DOCUMENT EXCERPT:
---------------

Below, Addie does a nice job following all the bouncing balls of yesterday's races, and I agree with her conclusion that the results signal that the Right is "organizing up a storm."
But I don't live in Jersey, Virginia or some rural NY district on the Canadian border, and I'm not interested in marrying some dude in Maine. So I find no meaning in these races, and there are plenty of good reasons why you shouldn't either (unless, of course, you're from Virginia or want to marry a person of the same sex in Maine -- in NY-23, Owens, a conservative Dem, will vote more or less like the mainline Republican Scozzafava would have had she been elected (he does support health reform, however), and New Jersey politics are so perennially screwed up that George Washington couldn't have governed the state effectively).
Let's look at some of the buzz floating around ...
The "red tide" of falling governorships is a referendum on Obama!
Nonsense. Here's the deal: University of Minnesota political scientist Eric Ostermeier went back and crunched some numbers from previous gubernatorial races in those states. He found that going back to 1989, New Jersey and Virginia have voted the same way in every election, and in every case, it was for the party that didn't control the White House. And over those past two decades, those votes have in no way correlated with various presidents' approval ratings.

---------------

EXCERPTED RECORDS:
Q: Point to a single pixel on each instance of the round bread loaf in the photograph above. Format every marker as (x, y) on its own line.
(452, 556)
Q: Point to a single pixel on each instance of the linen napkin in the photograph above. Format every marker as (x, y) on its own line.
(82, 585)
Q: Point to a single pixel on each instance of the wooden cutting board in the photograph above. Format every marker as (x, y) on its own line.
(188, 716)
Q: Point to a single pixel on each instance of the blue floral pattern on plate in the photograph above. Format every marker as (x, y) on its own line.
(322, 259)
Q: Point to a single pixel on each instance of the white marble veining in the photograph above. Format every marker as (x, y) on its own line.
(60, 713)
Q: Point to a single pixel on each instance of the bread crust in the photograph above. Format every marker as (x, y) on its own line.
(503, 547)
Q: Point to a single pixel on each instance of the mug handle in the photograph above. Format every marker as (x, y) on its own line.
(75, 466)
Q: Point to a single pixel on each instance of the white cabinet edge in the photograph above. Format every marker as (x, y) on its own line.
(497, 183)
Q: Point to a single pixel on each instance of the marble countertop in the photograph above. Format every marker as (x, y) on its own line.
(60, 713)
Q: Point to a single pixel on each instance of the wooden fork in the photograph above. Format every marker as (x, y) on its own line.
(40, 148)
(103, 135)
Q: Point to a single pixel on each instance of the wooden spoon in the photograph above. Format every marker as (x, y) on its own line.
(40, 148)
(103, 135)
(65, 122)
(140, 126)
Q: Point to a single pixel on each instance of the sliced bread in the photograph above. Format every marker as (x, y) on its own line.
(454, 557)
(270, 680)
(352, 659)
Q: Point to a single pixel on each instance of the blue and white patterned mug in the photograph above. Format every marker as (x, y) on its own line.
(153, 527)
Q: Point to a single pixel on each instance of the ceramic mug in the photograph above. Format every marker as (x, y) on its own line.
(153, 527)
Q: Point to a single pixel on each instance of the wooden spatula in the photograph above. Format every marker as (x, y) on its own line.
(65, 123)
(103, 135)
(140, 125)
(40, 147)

---------------

DIRECTIONS:
a: List every person named in the election commentary.
b: Reproduce word for word the part of the election commentary starting with "Let's look at" and going on through "presidents' approval ratings.".

OUTPUTS IN ORDER:
a: Addie, Owens, Scozzafava, George Washington, Obama, Eric Ostermeier

b:
Let's look at some of the buzz floating around ...
The "red tide" of falling governorships is a referendum on Obama!
Nonsense. Here's the deal: University of Minnesota political scientist Eric Ostermeier went back and crunched some numbers from previous gubernatorial races in those states. He found that going back to 1989, New Jersey and Virginia have voted the same way in every election, and in every case, it was for the party that didn't control the White House. And over those past two decades, those votes have in no way correlated with various presidents' approval ratings.